**Data excerpts**
* start *

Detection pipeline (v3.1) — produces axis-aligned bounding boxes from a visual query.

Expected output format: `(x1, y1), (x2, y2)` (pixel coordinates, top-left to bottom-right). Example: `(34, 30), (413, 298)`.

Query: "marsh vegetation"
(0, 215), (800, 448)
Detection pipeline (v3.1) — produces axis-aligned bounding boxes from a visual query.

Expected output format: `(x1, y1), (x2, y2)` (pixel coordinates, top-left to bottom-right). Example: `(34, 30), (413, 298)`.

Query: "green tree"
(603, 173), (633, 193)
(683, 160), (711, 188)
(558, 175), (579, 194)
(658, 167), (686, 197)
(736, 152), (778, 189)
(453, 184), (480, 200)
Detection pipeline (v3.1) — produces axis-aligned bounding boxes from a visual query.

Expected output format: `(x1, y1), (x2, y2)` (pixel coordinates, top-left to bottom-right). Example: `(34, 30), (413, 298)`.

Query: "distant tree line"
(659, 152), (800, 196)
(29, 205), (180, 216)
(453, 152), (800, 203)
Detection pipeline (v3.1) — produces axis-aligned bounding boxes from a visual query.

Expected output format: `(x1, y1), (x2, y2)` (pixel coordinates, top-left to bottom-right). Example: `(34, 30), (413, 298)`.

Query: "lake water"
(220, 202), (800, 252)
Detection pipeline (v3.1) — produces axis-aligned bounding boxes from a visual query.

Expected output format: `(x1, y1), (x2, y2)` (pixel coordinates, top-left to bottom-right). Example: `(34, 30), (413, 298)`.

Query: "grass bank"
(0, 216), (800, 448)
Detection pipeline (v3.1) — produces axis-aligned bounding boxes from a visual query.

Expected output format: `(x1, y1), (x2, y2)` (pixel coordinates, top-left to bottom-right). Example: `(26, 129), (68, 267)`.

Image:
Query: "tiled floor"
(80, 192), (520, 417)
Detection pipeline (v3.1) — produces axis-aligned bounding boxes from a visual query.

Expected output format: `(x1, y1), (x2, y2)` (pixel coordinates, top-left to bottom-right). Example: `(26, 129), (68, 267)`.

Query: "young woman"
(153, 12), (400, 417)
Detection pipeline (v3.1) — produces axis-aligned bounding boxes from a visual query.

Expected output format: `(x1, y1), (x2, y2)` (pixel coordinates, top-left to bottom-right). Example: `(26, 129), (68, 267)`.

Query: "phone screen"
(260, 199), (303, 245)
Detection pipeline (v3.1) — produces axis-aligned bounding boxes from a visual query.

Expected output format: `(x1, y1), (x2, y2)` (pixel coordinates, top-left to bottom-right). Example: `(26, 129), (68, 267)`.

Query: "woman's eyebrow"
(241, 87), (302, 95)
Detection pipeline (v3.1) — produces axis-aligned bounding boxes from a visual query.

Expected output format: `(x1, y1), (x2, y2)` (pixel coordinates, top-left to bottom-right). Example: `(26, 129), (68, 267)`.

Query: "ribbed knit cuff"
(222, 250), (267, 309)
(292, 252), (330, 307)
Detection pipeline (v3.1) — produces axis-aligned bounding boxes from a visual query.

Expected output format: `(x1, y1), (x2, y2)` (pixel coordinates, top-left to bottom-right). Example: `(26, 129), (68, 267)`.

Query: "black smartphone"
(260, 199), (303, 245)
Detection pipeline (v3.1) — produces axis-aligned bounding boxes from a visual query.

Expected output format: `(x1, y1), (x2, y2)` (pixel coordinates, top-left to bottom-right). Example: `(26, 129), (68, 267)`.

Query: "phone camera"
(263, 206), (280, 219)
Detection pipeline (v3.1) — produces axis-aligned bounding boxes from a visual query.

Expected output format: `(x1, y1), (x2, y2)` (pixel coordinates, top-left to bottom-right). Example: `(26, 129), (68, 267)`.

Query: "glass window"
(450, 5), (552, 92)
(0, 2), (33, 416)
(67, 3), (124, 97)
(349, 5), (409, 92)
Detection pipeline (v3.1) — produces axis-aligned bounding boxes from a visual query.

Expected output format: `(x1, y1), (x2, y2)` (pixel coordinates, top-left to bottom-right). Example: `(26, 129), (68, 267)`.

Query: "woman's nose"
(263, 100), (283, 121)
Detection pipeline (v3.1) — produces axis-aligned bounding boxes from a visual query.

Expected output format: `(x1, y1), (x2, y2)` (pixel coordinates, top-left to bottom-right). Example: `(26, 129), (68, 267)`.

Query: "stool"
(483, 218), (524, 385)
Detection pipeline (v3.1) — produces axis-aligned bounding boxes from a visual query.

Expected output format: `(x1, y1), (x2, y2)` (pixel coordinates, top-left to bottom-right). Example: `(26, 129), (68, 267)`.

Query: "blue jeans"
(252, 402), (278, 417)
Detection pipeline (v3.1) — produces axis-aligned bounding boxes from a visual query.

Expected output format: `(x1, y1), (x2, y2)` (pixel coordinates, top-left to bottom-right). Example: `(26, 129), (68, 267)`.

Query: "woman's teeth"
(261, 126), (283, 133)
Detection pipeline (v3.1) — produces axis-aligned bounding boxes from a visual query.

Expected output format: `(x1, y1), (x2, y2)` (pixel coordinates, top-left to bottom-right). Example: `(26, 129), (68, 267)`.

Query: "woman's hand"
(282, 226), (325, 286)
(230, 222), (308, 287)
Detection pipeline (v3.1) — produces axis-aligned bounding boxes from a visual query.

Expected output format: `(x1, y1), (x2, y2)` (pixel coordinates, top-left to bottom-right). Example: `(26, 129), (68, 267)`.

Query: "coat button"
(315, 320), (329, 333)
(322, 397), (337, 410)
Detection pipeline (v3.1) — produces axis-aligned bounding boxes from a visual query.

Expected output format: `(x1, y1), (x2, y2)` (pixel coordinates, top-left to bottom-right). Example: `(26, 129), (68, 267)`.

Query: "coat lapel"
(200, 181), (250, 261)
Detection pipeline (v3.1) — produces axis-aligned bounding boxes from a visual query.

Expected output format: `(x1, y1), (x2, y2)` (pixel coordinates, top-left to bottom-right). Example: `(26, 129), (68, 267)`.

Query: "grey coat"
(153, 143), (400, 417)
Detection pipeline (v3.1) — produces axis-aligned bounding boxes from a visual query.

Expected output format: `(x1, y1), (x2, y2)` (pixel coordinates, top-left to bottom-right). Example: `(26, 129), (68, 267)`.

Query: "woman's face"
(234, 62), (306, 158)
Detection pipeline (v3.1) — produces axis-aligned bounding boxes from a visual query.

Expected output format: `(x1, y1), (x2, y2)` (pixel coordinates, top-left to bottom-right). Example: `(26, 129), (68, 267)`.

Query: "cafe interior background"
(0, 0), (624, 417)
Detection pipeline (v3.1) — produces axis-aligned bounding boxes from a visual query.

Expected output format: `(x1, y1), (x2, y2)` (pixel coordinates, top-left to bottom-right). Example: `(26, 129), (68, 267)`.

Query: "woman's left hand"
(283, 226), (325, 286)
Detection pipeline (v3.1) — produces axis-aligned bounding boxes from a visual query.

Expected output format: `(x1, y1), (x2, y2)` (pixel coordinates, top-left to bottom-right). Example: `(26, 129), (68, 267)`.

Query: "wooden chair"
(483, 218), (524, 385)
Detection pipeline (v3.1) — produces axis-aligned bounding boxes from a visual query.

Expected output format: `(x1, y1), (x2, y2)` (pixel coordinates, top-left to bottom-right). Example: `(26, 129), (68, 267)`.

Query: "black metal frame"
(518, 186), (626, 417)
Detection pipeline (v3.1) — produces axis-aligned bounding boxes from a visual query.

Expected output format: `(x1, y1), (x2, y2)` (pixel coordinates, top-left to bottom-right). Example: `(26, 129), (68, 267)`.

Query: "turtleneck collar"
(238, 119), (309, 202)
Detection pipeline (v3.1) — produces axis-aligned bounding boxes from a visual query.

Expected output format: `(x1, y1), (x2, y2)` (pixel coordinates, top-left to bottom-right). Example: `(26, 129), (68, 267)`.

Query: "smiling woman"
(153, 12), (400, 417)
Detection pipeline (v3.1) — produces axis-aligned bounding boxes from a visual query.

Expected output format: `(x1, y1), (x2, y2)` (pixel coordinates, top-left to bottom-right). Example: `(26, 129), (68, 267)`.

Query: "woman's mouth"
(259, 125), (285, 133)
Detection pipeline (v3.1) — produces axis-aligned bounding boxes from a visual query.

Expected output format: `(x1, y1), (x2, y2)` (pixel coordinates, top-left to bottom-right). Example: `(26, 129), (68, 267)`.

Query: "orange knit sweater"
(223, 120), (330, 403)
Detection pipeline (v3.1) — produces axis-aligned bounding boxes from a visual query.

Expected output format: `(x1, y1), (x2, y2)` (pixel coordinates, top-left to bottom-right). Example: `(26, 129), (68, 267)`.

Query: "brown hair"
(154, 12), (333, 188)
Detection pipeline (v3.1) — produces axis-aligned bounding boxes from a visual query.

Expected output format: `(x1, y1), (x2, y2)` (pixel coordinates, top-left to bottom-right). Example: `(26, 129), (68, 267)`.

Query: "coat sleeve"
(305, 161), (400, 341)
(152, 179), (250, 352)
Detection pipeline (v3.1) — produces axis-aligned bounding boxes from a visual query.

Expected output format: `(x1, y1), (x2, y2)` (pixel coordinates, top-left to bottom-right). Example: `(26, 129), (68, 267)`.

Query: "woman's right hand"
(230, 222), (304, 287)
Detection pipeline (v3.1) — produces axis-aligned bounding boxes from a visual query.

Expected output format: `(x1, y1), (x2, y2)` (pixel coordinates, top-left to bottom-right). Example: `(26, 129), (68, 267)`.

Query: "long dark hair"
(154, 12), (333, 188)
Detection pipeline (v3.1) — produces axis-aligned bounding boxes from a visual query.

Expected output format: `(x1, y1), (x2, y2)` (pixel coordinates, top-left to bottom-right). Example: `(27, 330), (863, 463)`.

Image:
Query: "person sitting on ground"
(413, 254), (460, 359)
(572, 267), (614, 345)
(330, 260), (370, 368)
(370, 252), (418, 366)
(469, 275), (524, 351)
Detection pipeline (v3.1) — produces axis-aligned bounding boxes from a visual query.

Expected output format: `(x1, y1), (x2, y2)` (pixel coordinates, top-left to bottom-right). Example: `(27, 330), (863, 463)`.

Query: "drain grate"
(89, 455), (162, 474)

* end *

**Exercise directions**
Lay out the lines of the records, from the first one through the line containing "(453, 184), (480, 200)", as a numbered list, including both ends and leaving out blank lines.

**Correct output**
1. Detection pipeline (v3.1) — produces axis-aligned bounding boxes from a visual query.
2. Expected output format: `(x1, y1), (x2, y2)` (pixel coordinates, top-left to bottom-right). Example: `(34, 30), (413, 298)`.
3. Query: "marsh vegetation"
4. (0, 215), (800, 448)
5. Detection pipeline (v3.1) — produces axis-aligned bounding boxes from a visual query.
6. Expected output format: `(x1, y1), (x2, y2)` (pixel coordinates, top-left to bottom-right). Example: `(34, 30), (413, 298)`.
7. Query: "green tree"
8. (603, 173), (633, 193)
9. (683, 160), (711, 188)
10. (558, 175), (579, 194)
11. (658, 167), (686, 197)
12. (736, 152), (778, 189)
13. (453, 184), (480, 200)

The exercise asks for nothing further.